Stated goal 1: Convert the rows between the line containing "Point out every instance of the grapefruit half" and the line containing "x=757, y=486", inclusive, into a JSON list of strings, one string per line, leaving out blank lines.

[Begin Extract]

Author Contribution Statement: All authors came up with the same idea. MEP conducted the numerical analyses and simulations. MEP and EK drafted the 1st version of the paper. All authors contributed to the writing.

Data Availability Statement: Data and codes can be found at https://github.com/mepLAKES/ASLO_C_footprint.

Scientific Significance Statement

The unsustainability of conferences, whose carbon footprint is mostly made of air travel, has remained an academic taboo, even more so that virtual conferences, despite being carbon-efficient, have revealed their limitations. This concern bears an even greater significance for the Association for the Sciences of Limnology and Oceanography (ASLO), considering its emphasis on climate change-related issues. This essay seeks to raise awareness and stimulate action within the ASLO community, building upon well-established scientific approaches. We perform an estimation of the travel-related CO2 emissions of the aquatic science meetings (2004–2023), further used as a benchmark to explore alternatives to significantly reduce emissions while retaining physical attendance. Taking the leap toward such alternatives would make ASLO a role model of a genuinely sustainable and committed scientific society.

The ASLO community is firmly committed to a sustainable future, and themes of the past conferences often infer a link between aquatic systems evolution and climate change. At the latest Aquatic Sciences Meeting (ASM) in 2023, climate change and carbon-centered topics were salient themes, making up to 50% of all contributions (Fig. 1). Many keynotes were remarked on for their willingness to engage toward actions and solutions and go beyond the sole report of dangers and threats posed by climate change and other overpassed planetary limits.

Details are in the caption following the image
The proportion of the 2029 abstracts presented at ASM 2023 containing terms related to climate warming (i.e., at least one occurrence of “warming,” “climate change,” “warmer”), to greenhouse gases (GHG, i.e., at least one occurrence of “carbon,” “greenhouse gas-es,” “CO2,” “methane,” “emissions,” “GHG”) and to mitigation and adaption (i.e., at least one occurrence of “storage,” “mitigating,” “mitigation,” “blue carbon,” “carbon capture,” “adaptation”), and the total proportion of climate change related terms (i.e., at least one occurrence of any of the terms above). Estimates are extracted from a text-mining analysis from the full abstract booklet (see Data availability statement).

[End Extract]
[Begin Available data]

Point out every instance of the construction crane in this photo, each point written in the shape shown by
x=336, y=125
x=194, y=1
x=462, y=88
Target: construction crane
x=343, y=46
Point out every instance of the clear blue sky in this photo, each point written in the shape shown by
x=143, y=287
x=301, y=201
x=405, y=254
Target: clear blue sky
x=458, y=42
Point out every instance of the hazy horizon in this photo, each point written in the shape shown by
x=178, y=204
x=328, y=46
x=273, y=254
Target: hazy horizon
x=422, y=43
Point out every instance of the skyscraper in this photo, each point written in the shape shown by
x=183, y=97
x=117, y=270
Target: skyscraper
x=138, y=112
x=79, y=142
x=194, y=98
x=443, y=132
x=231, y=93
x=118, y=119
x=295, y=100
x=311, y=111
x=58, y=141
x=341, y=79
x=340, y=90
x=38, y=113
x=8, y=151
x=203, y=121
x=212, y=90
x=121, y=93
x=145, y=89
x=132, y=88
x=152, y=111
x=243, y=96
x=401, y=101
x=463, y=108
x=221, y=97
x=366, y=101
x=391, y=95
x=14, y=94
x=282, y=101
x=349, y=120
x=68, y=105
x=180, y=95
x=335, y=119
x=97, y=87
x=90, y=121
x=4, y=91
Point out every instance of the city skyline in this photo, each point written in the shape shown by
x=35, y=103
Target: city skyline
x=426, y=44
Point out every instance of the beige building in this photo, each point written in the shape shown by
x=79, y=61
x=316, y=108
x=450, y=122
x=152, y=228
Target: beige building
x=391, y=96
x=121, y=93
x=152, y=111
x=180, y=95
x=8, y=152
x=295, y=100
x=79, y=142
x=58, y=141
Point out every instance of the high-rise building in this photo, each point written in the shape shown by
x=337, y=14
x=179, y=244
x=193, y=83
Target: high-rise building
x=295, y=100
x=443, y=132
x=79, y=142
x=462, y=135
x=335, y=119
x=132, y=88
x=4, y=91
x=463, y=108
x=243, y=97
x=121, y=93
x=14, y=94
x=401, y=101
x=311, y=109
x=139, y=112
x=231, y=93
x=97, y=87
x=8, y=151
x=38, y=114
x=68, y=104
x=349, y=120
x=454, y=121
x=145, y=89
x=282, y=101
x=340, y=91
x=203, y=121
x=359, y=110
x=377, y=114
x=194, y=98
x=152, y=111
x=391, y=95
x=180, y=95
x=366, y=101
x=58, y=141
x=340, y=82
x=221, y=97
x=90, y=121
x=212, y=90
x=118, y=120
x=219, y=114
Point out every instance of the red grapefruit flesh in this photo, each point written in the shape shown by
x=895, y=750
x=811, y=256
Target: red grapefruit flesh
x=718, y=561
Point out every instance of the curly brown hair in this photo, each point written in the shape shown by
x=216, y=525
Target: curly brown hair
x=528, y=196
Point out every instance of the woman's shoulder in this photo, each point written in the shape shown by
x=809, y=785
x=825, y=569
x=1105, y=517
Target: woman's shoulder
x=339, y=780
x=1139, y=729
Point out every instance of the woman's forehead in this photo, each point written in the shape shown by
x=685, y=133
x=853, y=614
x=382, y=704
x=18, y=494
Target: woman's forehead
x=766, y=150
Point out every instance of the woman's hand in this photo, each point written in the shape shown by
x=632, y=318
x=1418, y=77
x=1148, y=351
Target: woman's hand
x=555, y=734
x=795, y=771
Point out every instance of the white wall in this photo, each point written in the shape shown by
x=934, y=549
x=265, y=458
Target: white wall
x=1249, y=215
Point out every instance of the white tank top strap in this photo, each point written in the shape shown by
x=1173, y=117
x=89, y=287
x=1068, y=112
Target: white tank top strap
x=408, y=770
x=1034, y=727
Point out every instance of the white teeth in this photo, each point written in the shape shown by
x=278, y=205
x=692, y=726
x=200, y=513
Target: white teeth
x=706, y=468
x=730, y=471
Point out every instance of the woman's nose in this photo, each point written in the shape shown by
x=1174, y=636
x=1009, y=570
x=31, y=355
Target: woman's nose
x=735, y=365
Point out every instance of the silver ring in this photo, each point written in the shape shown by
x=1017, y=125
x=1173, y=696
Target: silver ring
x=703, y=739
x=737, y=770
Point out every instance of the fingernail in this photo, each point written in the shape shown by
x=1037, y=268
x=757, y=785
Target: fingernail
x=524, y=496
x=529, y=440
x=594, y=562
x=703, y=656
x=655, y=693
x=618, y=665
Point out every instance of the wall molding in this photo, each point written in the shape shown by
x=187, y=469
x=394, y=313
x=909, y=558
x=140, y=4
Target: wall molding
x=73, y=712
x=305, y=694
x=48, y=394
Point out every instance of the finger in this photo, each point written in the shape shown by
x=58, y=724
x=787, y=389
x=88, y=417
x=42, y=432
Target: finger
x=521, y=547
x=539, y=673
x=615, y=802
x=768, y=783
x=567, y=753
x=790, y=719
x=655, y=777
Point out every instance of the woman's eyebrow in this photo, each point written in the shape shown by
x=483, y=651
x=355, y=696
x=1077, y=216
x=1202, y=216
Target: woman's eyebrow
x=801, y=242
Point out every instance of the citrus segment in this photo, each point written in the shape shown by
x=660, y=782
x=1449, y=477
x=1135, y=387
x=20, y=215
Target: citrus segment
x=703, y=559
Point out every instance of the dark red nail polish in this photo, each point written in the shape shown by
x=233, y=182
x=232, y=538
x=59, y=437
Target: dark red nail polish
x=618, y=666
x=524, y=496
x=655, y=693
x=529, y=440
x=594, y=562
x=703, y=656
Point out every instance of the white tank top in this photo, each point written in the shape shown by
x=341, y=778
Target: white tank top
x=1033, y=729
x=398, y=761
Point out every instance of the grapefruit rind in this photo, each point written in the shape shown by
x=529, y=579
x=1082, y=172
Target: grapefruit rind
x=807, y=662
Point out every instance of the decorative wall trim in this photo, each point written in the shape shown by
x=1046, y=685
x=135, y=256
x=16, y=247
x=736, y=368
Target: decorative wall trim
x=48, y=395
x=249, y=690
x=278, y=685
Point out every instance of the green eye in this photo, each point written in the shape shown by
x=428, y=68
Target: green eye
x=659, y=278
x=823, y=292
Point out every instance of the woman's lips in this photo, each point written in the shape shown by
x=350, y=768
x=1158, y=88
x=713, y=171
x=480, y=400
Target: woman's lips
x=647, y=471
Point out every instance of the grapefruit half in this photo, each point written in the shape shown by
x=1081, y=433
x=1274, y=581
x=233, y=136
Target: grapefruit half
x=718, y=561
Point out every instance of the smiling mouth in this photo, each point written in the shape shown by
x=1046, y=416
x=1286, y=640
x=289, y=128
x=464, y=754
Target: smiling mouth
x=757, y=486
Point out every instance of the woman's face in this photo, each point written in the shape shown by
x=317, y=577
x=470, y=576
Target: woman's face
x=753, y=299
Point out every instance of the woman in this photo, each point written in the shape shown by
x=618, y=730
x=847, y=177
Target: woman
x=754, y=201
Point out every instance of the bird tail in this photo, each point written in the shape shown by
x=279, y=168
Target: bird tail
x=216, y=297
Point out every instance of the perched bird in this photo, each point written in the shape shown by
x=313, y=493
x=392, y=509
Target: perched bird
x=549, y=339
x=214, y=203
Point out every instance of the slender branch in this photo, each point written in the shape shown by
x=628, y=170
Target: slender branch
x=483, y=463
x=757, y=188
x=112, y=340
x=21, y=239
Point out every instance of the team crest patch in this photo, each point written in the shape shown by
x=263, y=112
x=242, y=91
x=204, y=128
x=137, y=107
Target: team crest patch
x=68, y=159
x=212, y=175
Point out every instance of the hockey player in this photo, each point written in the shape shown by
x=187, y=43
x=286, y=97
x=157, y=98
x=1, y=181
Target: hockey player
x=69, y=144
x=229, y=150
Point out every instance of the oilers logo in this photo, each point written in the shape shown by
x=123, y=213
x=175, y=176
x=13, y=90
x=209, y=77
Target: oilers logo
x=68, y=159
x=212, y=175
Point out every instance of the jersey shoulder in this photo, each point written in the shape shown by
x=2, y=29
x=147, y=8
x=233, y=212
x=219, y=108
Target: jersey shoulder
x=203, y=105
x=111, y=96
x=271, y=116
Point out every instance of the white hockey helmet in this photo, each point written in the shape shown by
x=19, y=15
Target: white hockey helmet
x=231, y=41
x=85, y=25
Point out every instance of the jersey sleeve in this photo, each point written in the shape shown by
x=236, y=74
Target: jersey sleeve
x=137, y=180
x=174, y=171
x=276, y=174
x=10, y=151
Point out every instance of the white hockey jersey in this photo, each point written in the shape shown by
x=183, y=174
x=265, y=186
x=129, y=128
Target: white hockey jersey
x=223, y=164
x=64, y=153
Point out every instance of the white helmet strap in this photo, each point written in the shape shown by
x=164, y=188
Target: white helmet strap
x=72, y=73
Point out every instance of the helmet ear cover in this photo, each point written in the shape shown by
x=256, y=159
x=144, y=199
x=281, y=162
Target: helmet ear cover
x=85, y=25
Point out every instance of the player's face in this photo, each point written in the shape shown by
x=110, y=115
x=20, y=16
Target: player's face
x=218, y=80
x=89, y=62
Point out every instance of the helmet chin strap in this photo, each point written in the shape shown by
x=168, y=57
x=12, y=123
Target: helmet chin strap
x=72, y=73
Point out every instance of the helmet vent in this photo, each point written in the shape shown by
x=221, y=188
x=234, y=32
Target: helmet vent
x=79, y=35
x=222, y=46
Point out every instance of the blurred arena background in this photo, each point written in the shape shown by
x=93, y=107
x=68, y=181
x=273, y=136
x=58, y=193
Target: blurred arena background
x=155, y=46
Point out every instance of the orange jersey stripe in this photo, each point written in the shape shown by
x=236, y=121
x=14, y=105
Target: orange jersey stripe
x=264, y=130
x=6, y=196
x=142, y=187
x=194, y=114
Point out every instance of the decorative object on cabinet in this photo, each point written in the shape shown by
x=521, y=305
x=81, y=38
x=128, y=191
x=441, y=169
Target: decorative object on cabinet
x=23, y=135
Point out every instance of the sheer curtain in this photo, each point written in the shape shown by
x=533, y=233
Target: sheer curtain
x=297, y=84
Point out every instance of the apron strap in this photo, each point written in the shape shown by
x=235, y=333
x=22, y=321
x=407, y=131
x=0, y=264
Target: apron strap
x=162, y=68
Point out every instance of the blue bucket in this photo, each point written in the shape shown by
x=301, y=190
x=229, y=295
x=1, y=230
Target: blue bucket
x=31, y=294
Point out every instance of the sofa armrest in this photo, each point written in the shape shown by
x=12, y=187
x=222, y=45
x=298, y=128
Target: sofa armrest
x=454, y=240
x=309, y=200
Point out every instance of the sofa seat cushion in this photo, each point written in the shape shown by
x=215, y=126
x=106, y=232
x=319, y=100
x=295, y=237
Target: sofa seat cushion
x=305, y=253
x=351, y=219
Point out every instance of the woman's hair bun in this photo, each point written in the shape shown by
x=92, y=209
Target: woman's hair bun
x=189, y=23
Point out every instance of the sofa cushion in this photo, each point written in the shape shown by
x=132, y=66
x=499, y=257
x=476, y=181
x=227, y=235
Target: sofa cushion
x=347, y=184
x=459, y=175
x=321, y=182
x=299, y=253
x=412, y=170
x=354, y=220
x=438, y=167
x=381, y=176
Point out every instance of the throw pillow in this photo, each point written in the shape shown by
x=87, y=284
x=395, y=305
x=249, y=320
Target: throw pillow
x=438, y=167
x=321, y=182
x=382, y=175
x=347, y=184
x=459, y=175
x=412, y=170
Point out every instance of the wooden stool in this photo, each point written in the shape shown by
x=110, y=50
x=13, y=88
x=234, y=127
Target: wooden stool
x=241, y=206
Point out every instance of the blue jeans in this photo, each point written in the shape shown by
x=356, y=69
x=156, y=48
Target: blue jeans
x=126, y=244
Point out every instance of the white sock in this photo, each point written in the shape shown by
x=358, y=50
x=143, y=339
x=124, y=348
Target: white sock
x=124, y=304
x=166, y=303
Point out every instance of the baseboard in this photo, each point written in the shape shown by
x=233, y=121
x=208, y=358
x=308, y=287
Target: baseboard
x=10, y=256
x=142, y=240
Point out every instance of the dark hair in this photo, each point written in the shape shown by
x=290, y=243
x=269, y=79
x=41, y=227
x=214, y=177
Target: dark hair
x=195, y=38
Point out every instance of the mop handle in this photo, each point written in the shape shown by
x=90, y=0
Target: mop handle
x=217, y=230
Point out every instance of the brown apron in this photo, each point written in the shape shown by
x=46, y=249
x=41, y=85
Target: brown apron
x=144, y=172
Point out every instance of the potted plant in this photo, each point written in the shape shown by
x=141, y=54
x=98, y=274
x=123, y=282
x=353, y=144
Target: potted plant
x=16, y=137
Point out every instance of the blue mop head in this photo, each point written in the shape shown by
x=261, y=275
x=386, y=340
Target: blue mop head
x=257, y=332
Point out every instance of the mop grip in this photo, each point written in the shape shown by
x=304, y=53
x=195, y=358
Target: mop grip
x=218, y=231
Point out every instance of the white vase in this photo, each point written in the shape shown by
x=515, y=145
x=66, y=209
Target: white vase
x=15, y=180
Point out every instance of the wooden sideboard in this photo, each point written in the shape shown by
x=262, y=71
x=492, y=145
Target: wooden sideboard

[End Available data]

Stated goal 2:
Answer these from the text on conference carbon emissions:
(a) Who conducted the numerical analyses and simulations?
(b) Which years of aquatic science meetings does the CO2 emissions estimate cover?
(c) How many abstracts presented at ASM 2023 were analyzed?

Full solution 1:
[
  "Point out every instance of the grapefruit half in this photo, each point written in the shape shown by",
  "x=1081, y=433",
  "x=1274, y=581",
  "x=233, y=136",
  "Target: grapefruit half",
  "x=718, y=561",
  "Point out every instance of the smiling mouth in this photo, each point written in the shape shown by",
  "x=1046, y=416",
  "x=1286, y=640",
  "x=289, y=128",
  "x=464, y=754",
  "Target: smiling mouth",
  "x=757, y=486"
]

Full solution 2:
(a) MEP
(b) 2004–2023
(c) 2029